Recast the records below as a Markdown table with the columns Row and Line. Give each line its own numbered row and leave out any blank lines.

>> Begin

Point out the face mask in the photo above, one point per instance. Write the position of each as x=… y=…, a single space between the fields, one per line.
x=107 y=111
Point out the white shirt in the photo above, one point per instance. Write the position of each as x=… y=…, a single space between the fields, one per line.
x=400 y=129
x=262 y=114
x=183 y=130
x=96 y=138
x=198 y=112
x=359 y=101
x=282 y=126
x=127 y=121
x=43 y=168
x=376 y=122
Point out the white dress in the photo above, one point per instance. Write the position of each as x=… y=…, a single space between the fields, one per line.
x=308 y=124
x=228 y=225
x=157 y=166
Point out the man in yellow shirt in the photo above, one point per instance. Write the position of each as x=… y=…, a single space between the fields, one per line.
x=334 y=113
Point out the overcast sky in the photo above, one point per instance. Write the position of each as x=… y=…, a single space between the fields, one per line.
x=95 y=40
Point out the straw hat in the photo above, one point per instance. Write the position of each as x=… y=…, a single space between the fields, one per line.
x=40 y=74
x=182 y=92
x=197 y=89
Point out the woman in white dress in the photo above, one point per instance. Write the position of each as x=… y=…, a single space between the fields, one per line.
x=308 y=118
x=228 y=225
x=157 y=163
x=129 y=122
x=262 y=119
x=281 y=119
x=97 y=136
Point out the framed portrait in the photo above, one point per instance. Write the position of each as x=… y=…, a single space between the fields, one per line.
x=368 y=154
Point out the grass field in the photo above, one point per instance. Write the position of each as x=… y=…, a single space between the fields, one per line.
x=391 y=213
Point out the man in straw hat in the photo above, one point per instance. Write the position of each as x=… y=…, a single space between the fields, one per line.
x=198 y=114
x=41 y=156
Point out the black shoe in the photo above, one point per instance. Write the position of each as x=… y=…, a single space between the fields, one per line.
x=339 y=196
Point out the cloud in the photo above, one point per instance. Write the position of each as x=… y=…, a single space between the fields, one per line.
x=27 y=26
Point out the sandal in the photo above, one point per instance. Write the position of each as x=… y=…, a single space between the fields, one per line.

>> End

## [Exercise response]
| Row | Line |
|---|---|
| 1 | Point out the face mask in the photo above, one point per instance. Write the position of each as x=… y=…, a single space between the fields, one per line. |
| 2 | x=107 y=111 |
| 3 | Point out the white shirt in the photo above, one point per instance. Write the position of each as x=… y=…, a single space between the fields, one per line. |
| 4 | x=400 y=129 |
| 5 | x=262 y=114 |
| 6 | x=183 y=130 |
| 7 | x=96 y=138 |
| 8 | x=198 y=112 |
| 9 | x=359 y=101 |
| 10 | x=282 y=126 |
| 11 | x=127 y=121 |
| 12 | x=43 y=168 |
| 13 | x=376 y=122 |
| 14 | Point out the white dress in the photo above, one point per instance. Write the position of each as x=… y=…, a single space between the fields, one per line. |
| 15 | x=308 y=124 |
| 16 | x=228 y=225 |
| 17 | x=157 y=166 |
| 18 | Point out the man in yellow shirt in the photo above, one point per instance. Write the position of each as x=… y=…, a single space between the fields, one per line. |
| 19 | x=334 y=113 |
| 20 | Point out the overcast sky in the photo above, one point per instance. Write the position of each as x=… y=…, a single space between the fields, one per line. |
| 21 | x=95 y=40 |
| 22 | Point out the straw hat in the photo above, one point per instance. Write the position of each as x=… y=…, a single space between the fields, one per line. |
| 23 | x=40 y=74 |
| 24 | x=182 y=92 |
| 25 | x=197 y=89 |
| 26 | Point out the woman in white dress in the photo above, one point per instance. Write the position of each as x=… y=…, a single space between the fields, one per line. |
| 27 | x=308 y=118 |
| 28 | x=228 y=225 |
| 29 | x=157 y=163 |
| 30 | x=129 y=122 |
| 31 | x=262 y=119 |
| 32 | x=281 y=119 |
| 33 | x=97 y=136 |
| 34 | Point out the framed portrait in the photo above, one point per instance. Write the position of each as x=… y=…, a single space between the fields, one per line. |
| 35 | x=368 y=154 |
| 36 | Point out the grass field in the photo above, one point per instance. Write the position of each as x=… y=…, a single space between the fields, one per line. |
| 37 | x=391 y=213 |
| 38 | Point out the man in straw hat in the photo above, one point per instance. Write the position of each as x=… y=…, a single space between the fields, one per line. |
| 39 | x=198 y=114 |
| 40 | x=41 y=156 |
| 41 | Point out the black shoe in the photo above, one point per instance. Write the position of each as x=… y=…, a single space between the fields, one per line. |
| 42 | x=339 y=196 |
| 43 | Point out the cloud in the photo above, one point per instance. Write the position of each as x=… y=…, a single space between the fields, one per line. |
| 44 | x=27 y=26 |
| 45 | Point out the sandal in the photo above, one point per instance. Write the position of each as x=… y=…, a single space between the fields, one per line. |